Il suffit de citer ces quelques passages pour montrer que les affirmations de l’auteur dépassent de beaucoup la portée réelle des observations ; plus de prudence, plus de minutie dans l’analyse, plus de rigueur dans la synthèse auraient été utiles. Le livre de M. Tissié n’en reste pas moins un recueil de faits curieux et d’observations intéressantes.

Fr. Paulhan.

R. P. Élisée-Vincent Maumus. Saint Thomas d’Aquin et la philosophie cartésienne. Paris, 2 vol.
____________________
### À FAIRE
**1)** Malgré ses réserves, comment le texte source qualifie-t-il le livre de M. Tissié ?
**2)** Poursuivez le texte source à partir de la dernière phrase.
____________________
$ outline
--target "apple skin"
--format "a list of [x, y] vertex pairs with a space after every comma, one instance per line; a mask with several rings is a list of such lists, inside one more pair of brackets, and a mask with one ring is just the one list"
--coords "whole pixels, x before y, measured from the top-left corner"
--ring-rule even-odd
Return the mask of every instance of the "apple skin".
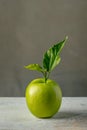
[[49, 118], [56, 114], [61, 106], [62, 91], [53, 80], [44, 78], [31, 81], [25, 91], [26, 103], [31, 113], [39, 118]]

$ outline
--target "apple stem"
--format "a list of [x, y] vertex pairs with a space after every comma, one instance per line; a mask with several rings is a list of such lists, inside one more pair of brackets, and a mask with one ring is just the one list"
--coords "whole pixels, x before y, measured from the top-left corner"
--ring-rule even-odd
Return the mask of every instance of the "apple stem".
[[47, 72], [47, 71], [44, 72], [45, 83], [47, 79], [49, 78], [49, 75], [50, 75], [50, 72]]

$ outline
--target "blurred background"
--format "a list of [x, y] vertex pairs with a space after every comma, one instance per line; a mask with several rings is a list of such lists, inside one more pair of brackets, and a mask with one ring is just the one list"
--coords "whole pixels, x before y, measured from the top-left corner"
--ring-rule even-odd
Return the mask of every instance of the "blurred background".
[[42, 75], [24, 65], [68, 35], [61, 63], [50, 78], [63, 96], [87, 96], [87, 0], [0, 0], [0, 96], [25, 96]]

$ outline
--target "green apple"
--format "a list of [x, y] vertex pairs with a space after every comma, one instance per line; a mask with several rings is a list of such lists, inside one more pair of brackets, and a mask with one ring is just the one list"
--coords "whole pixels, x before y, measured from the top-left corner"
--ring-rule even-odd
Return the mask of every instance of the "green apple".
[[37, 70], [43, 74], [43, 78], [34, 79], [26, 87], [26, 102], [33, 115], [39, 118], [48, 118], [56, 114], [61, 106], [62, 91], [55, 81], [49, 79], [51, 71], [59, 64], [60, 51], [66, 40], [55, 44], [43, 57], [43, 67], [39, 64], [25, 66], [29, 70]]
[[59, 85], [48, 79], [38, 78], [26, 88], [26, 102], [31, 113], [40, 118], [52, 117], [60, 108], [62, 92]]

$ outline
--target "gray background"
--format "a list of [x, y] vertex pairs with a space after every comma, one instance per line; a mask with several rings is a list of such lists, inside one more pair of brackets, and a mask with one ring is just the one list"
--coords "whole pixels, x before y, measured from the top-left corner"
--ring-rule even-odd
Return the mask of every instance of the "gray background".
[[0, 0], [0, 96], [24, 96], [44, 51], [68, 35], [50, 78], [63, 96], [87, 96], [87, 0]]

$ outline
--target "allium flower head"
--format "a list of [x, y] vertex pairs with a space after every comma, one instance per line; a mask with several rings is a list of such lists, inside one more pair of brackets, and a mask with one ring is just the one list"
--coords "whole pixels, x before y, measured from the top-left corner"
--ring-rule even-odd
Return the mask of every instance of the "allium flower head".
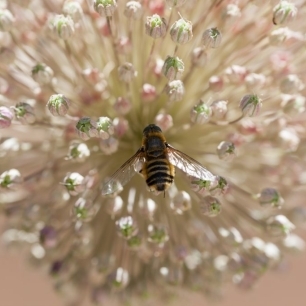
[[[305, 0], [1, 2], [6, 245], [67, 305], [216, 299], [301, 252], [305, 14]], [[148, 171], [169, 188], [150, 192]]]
____________________
### CORRIGÉ
**1)** Comme un recueil de faits curieux et d'observations intéressantes.

**2)**
Le R. P. Élisée-Vincent Maumus a un beau nom de philosophe scolastique. Il appartient à l’ordre illustre des Frères prêcheurs, dont saint Thomas est la gloire la plus actuelle. Lacordaire est bien oublié. Par ce temps où les morts vont si vite, c’est plaisir de penser que si « le bœuf muet de Sicile » revenait parmi ses frères, il trouverait sa Somme ouverte sur leur pupitre et serait sollicité, après tant de commentaires, de se commenter lui-même. Le R. P. Maumus publie deux volumes sous ce titre : Saint Thomas d’Aquin et la Philosophie cartésienne : c’est tout près de 1000 pages. Ecrite d’un style clair, pour être lue sans doute, l’œuvre respire une bonne foi, une candeur dans l’assurance d’être en possession de la vérité tout entière, une modération aussi dans le triomphe, qui en font aimer l’auteur.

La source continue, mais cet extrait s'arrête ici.